▸ GIVEN TEXT:
# # #

I hope to get another response. I emailed them pictures but I have not received an answer


----------



## Jeffww (Aug 6, 2010)

I think they thought it was water mold or something which is very common on new wood. But what you showed didn't really look like it. hmm.


----------



## KribsDirect (Nov 15, 2013)

I've seen the slime lots of times. That looks different. Take it back to Petco in my opinion.


----------



## wicca27 (May 3, 2009)

i would take it back and get a refund/exchange and maybe try another piece. after all they should take it back since it is "defective"


----------



## Soothing Shrimp (Nov 9, 2011)

I have to laugh when I see this, "the “slime” is most likely harmless."

After all, it won't be THEIR aquapets it may kill...


----------



## rico1 (Jul 11, 2013)

UPDATE: Since I recieved no response I called Zoomed today. I was asked to provide a picture of the reciept, pictures of the wood showing the sap and address information. They said they would review the pictures and then send me a replacement(yay!) because a hardwood should not be secreting sap. Now im going to wait and see if I get another response or my replacement piece. I guess its better to call that way you get someone who knows what theyre talking about

Oh and thanks a lot you guys! All of you were helpful!


----------

# # #

▸ DATASET SECTION:
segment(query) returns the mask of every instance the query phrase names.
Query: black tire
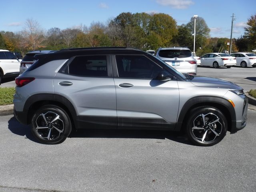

# # #

▸ TASK GOAL:
Name every username that heads a post in the aquarium wood thread. The listing is unrelated to the aquarium wood thread.

▸ FINAL RESULT:
Jeffww, KribsDirect, wicca27, Soothing Shrimp, rico1